- Exercise:
Pick out and copy every line of the listing below that contains the string "stone". Matching is case-sensitive.
------------------------
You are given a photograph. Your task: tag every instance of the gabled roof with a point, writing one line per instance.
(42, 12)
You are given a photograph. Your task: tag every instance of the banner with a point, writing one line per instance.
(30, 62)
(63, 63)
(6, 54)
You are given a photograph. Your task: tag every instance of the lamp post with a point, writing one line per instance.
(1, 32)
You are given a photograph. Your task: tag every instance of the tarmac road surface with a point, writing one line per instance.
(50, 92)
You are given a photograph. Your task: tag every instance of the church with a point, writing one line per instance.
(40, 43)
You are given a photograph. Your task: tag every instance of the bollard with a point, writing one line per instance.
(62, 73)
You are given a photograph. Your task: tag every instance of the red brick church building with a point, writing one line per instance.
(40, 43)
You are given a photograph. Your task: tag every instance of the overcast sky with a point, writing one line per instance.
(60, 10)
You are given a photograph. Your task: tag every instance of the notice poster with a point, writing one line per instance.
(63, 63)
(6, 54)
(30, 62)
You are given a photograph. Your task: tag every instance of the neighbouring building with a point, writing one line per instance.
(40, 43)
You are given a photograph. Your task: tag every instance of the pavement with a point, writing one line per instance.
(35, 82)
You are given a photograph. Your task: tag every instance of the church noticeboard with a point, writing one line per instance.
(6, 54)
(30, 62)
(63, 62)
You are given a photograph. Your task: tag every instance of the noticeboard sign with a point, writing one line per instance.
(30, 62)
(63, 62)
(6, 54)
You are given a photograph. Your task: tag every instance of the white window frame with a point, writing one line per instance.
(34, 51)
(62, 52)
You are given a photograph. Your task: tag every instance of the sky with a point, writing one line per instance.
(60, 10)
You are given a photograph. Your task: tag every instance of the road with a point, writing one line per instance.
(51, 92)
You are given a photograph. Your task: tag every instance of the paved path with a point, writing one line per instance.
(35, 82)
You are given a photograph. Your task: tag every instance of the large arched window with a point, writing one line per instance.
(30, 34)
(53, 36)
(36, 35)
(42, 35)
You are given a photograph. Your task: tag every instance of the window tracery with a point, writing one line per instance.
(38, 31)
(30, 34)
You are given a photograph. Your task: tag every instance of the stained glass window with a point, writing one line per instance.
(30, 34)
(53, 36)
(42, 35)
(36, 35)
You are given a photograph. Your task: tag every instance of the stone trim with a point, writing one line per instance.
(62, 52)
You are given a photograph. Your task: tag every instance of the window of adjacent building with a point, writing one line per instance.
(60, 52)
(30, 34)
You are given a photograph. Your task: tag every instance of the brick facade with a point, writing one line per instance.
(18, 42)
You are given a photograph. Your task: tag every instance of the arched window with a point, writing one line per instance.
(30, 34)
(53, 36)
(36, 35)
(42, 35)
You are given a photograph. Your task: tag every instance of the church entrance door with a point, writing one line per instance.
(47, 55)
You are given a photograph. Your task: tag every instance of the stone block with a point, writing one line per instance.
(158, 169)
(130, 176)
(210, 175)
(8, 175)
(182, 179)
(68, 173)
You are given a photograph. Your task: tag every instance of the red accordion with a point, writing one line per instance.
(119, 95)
------------------------
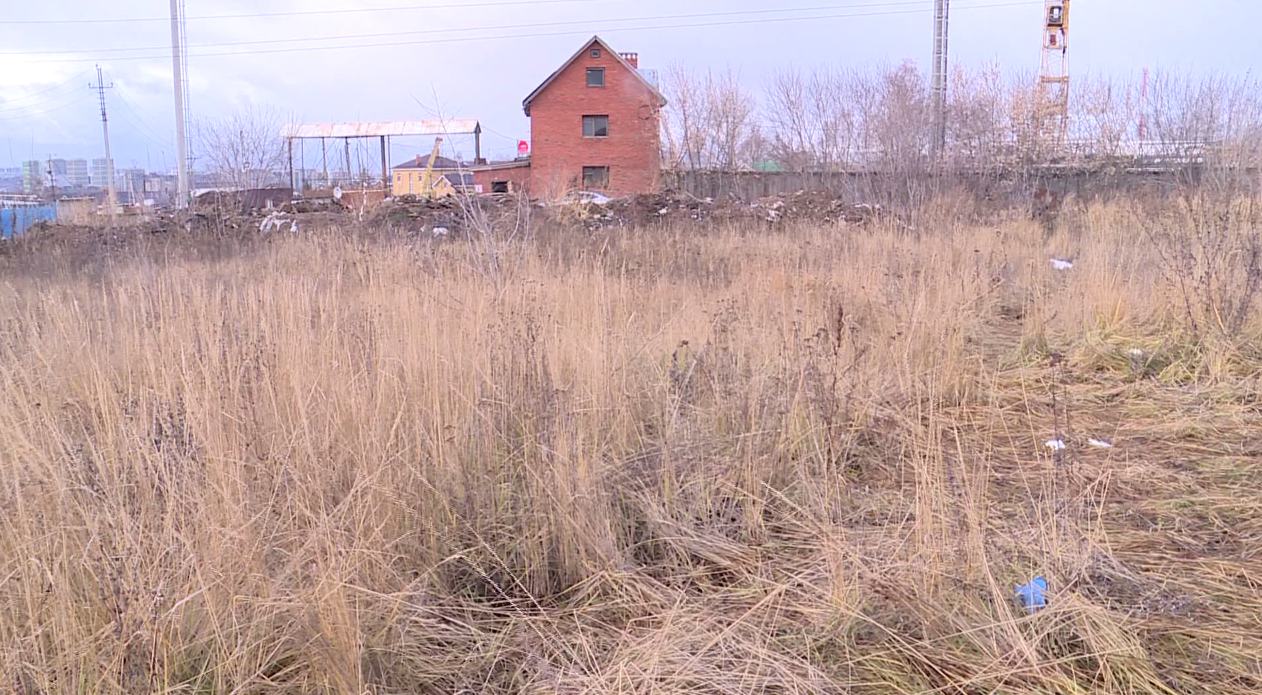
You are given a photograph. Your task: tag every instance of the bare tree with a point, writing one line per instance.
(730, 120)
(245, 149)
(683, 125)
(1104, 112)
------------------------
- Solution to this exercise:
You are given a photograph. Your task: tag every instance of the stone trim with a point, writing one line per instance.
You are given a photograph. Your task: tag every instance of the stone block with a point, writing one line per instance.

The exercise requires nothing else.